- **Exercise instructions**: Copy the stretch from the line containing "Target: exterior wall" through the end of the entries, replacing "mulch bed" with "garden bed" and keeping everything else the same. Leave out any picture lines.

⟨

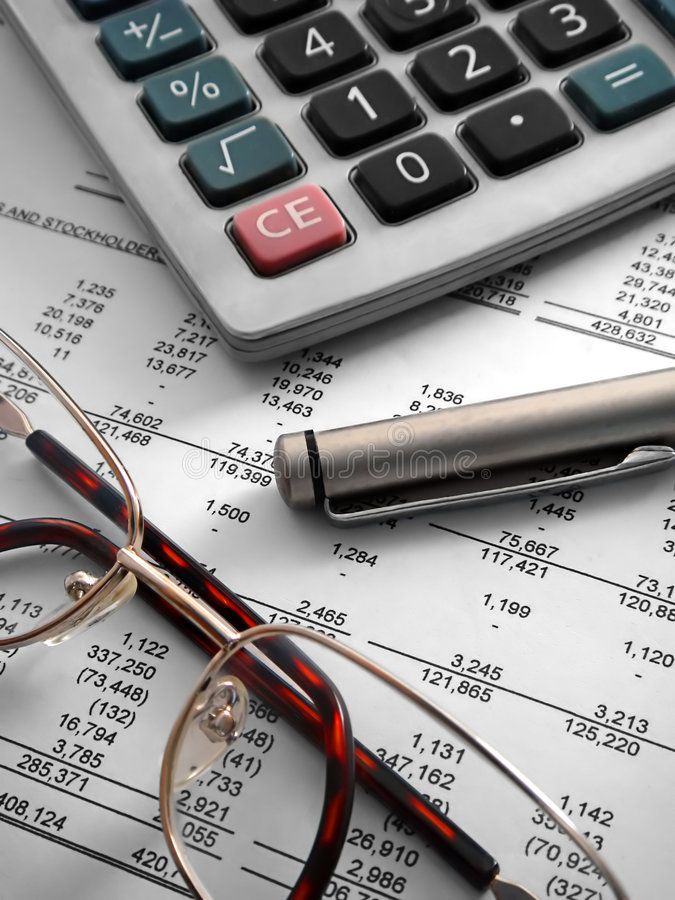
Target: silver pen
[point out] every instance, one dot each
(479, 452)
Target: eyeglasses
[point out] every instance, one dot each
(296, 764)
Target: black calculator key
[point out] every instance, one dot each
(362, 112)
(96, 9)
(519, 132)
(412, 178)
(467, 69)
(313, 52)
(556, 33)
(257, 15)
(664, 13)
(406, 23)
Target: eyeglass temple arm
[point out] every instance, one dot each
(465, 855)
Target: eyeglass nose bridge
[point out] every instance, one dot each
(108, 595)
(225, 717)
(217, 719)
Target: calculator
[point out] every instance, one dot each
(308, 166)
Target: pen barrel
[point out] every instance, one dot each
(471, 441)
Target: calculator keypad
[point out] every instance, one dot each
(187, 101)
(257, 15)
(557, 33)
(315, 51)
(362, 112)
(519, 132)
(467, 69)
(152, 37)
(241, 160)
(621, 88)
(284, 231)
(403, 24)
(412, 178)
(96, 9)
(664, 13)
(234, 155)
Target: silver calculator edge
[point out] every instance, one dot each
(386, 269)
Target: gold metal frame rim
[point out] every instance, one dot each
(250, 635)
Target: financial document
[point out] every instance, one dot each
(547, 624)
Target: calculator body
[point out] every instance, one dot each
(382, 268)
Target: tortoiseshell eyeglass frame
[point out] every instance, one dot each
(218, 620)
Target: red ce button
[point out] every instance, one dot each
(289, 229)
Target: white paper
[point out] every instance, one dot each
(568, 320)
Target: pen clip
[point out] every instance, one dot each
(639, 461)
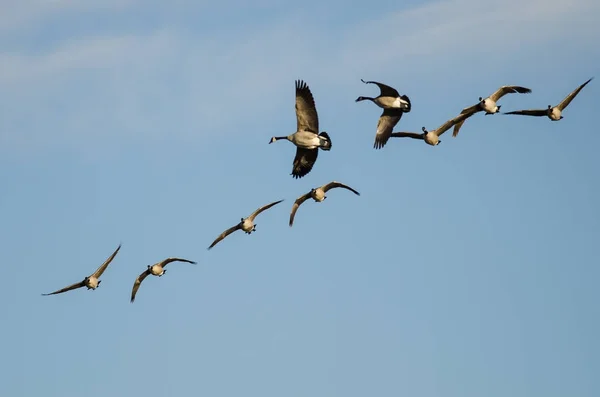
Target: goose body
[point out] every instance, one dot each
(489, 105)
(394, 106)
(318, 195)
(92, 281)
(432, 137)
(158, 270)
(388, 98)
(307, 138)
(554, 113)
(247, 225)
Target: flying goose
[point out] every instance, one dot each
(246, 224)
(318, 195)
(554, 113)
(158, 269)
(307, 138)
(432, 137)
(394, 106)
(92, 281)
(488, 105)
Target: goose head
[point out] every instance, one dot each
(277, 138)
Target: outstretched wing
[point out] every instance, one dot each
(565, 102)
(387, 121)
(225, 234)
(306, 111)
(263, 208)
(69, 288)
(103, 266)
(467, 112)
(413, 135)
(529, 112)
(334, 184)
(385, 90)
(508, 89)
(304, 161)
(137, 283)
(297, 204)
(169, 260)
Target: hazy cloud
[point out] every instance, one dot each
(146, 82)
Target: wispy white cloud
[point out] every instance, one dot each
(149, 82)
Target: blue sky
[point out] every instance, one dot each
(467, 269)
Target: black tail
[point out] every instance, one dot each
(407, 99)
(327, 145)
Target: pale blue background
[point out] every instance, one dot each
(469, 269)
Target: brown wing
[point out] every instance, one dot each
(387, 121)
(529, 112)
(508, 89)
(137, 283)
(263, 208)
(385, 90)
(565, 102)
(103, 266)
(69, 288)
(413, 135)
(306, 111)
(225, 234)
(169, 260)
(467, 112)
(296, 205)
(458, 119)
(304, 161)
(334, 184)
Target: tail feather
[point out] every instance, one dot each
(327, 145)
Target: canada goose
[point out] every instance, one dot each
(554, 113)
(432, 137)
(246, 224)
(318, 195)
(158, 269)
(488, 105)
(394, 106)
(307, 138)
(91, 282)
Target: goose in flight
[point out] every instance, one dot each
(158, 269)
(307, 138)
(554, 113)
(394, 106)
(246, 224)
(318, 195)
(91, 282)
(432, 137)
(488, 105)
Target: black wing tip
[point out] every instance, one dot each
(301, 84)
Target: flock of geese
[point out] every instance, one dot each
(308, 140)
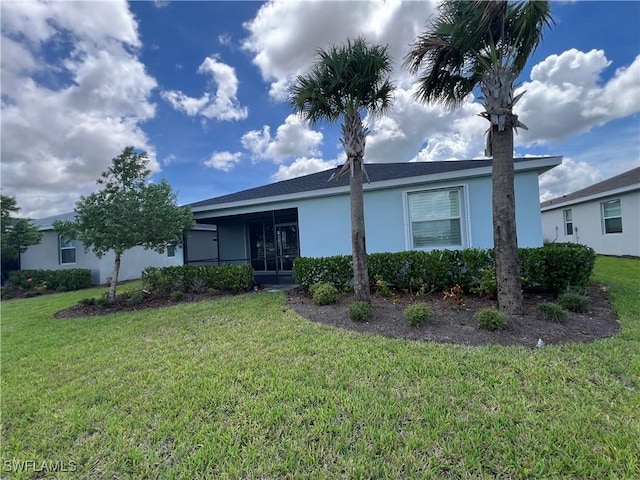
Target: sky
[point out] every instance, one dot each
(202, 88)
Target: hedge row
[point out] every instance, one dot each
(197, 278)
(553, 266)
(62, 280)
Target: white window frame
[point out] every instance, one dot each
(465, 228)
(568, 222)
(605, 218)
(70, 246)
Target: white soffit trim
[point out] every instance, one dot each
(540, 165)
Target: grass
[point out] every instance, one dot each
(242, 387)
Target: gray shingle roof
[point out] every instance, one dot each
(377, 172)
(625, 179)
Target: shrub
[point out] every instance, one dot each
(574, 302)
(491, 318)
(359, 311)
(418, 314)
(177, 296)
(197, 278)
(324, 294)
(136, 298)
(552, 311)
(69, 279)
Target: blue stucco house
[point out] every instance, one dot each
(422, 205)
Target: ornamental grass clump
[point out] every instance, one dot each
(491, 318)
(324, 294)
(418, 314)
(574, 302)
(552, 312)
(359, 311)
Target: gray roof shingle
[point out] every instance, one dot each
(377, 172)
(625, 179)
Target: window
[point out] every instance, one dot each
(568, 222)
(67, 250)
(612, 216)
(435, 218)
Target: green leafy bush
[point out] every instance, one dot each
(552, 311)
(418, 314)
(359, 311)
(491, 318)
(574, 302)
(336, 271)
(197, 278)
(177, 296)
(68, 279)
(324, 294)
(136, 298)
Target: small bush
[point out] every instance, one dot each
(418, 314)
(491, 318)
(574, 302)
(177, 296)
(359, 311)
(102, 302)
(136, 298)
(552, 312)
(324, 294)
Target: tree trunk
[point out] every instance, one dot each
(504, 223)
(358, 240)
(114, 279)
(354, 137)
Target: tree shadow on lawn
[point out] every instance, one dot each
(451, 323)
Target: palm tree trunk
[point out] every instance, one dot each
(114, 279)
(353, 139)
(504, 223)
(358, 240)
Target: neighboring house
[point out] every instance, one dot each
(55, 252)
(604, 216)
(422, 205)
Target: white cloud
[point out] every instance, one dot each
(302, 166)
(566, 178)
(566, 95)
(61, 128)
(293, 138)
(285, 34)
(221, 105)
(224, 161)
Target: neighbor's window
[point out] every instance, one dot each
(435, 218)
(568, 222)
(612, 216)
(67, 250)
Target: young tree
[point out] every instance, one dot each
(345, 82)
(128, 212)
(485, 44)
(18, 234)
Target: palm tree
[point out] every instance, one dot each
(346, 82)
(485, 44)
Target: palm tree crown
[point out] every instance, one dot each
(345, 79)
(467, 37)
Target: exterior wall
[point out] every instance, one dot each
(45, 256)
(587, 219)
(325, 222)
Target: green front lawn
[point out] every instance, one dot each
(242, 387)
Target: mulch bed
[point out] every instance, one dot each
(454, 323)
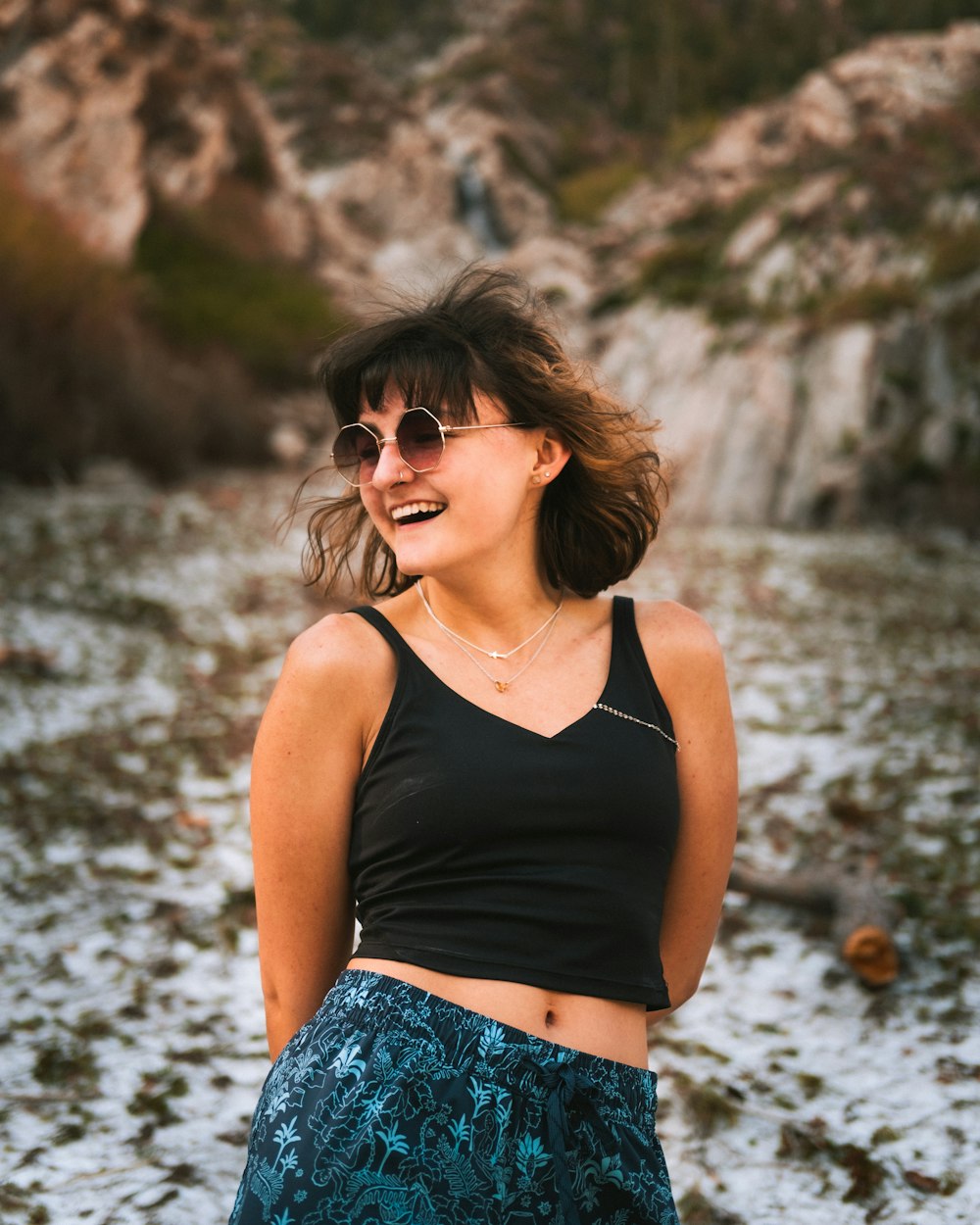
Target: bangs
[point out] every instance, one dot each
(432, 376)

⟩

- **Result of the exercise**:
Target: exterior wall
[point out] every instance, one dot each
(45, 256)
(587, 219)
(325, 222)
Target: green front lawn
[point out] every instance, one dot each
(242, 387)
Target: garden bed
[point out] every instance, one dot each
(454, 323)
Target: bangs
[point out] every instance, one dot each
(432, 376)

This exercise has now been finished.